THE REQUEST :: Convert the records below into a Markdown table with the columns Row and Line, giving each line its own numbered row and leaving out blank lines.

##### DATA SHOWN

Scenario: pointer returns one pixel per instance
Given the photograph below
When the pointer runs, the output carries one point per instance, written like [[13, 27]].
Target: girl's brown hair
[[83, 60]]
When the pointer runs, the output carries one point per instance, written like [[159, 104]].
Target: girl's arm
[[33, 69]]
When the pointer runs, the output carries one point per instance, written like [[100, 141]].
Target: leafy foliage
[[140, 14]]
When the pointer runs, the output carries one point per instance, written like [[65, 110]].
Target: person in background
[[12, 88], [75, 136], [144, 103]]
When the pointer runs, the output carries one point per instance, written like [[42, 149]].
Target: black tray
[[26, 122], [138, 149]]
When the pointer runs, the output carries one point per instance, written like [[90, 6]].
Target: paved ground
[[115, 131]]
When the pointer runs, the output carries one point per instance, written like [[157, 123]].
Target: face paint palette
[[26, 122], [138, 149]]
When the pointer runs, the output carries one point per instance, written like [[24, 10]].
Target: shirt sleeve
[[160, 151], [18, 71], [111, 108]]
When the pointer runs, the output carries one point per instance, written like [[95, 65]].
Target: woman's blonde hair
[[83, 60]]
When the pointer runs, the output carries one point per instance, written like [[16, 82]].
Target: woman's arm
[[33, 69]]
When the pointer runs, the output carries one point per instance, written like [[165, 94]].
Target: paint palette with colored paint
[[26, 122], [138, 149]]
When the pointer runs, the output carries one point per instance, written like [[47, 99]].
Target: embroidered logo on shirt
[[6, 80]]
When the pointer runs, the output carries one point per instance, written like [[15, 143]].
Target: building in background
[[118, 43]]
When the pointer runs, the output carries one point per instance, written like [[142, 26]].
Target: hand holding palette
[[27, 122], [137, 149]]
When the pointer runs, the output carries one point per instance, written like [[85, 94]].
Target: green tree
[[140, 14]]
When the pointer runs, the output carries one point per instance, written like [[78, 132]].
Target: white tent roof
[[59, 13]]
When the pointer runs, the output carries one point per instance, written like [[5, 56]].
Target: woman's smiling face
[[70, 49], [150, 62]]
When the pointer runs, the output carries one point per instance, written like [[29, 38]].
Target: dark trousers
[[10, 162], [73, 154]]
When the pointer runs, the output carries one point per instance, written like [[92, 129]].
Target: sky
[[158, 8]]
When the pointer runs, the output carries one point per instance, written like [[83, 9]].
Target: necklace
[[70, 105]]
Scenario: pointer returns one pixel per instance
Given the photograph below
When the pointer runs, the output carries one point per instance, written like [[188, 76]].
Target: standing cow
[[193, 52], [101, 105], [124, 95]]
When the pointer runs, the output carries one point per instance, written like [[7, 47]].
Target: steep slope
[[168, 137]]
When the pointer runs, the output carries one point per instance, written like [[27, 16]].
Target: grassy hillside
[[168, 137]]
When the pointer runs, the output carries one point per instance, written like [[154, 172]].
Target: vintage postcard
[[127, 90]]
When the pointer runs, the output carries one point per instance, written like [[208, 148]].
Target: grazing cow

##########

SOLUTION FOR THIS PROBLEM ::
| Row | Line |
|---|---|
| 1 | Scenario: pointer returns one pixel per instance |
| 2 | Given the photograph below |
| 3 | When the pointer runs, the output carries one point per instance, written like [[13, 27]]. |
| 4 | Target: girl's brown hair |
| 5 | [[83, 60]] |
| 6 | When the pointer runs, the output carries one point per instance, written like [[159, 104]]. |
| 7 | Target: girl's arm |
| 8 | [[33, 69]] |
| 9 | When the pointer runs, the output carries one point per instance, written like [[100, 141]]. |
| 10 | Target: leafy foliage |
| 11 | [[140, 14]] |
| 12 | When the pointer runs, the output carries one point per instance, written like [[65, 110]]. |
| 13 | Target: person in background |
| 14 | [[12, 88], [75, 136], [144, 103]] |
| 15 | When the pointer runs, the output carries one point per instance, written like [[42, 149]]. |
| 16 | Target: black tray |
| 17 | [[26, 122], [138, 149]] |
| 18 | When the pointer runs, the output carries one point per instance, written like [[90, 6]]. |
| 19 | Target: paved ground |
| 20 | [[115, 131]] |
| 21 | When the pointer runs, the output carries one point per instance, written like [[157, 123]]. |
| 22 | Target: face paint palette |
| 23 | [[26, 122], [138, 149]] |
| 24 | When the pointer runs, the output carries one point per instance, written like [[24, 10]]. |
| 25 | Target: shirt sleeve |
| 26 | [[160, 151], [18, 71], [111, 108]] |
| 27 | When the pointer runs, the output carries one point per instance, written like [[95, 65]]. |
| 28 | Target: woman's blonde hair |
| 29 | [[83, 60]] |
| 30 | When the pointer runs, the output carries one point per instance, written like [[16, 82]]. |
| 31 | Target: woman's arm |
| 32 | [[33, 69]] |
| 33 | When the pointer runs, the output carries one point per instance, written like [[165, 94]]. |
| 34 | Target: paint palette with colored paint |
| 35 | [[26, 122], [138, 149]] |
| 36 | When the pointer runs, the output carries one point per instance, written like [[47, 99]]. |
| 37 | Target: embroidered logo on shirt |
| 38 | [[6, 80]] |
| 39 | When the pointer runs, the output carries one point per instance, written like [[15, 143]]. |
| 40 | Target: building in background |
| 41 | [[118, 43]] |
| 42 | When the pointer runs, the output carries one point per instance, written like [[142, 26]]. |
| 43 | Target: hand holding palette |
| 44 | [[27, 122], [137, 149]] |
| 45 | When the pointer runs, the output carries one point per instance, written like [[85, 94]]. |
| 46 | Target: green tree |
| 47 | [[140, 14]] |
| 48 | When the pointer runs, the output carries one point per instance, written like [[78, 132]]. |
| 49 | Target: white tent roof |
| 50 | [[59, 13]] |
| 51 | When the pointer runs, the output carries one point per instance, written like [[5, 56]]. |
| 52 | Target: woman's smiling face |
| 53 | [[70, 49], [150, 62]] |
| 54 | When the pointer runs, the output carries one point per instance, written like [[29, 38]]. |
| 55 | Target: dark trousers |
| 56 | [[10, 162], [73, 154]] |
| 57 | When the pointer runs, the output carries one point per instance, written like [[92, 129]]. |
| 58 | Target: sky |
| 59 | [[158, 8]] |
| 60 | When the pointer runs, the output carries one point per instance, written like [[83, 9]]. |
| 61 | Target: necklace |
| 62 | [[70, 105]] |
| 63 | Scenario: pointer returns one pixel per instance |
| 64 | Given the photograph below |
| 65 | When the pointer runs, the output carries one point per instance, written like [[188, 76]]. |
| 66 | Target: standing cow |
| 67 | [[193, 52], [101, 105], [124, 95]] |
| 68 | When the pointer runs, the output carries one point per instance, written like [[7, 47]]. |
| 69 | Target: steep slope |
| 70 | [[168, 137]] |
| 71 | When the pointer runs, the output carries one point per instance, written like [[27, 16]]. |
| 72 | Target: grassy hillside |
| 73 | [[168, 137]] |
| 74 | When the pointer runs, the output carries one point per instance, written like [[154, 172]]. |
| 75 | Target: vintage postcard |
| 76 | [[127, 90]] |
| 77 | When the pointer runs, the output carries one point per instance, written like [[208, 148]]. |
| 78 | Target: grazing cow |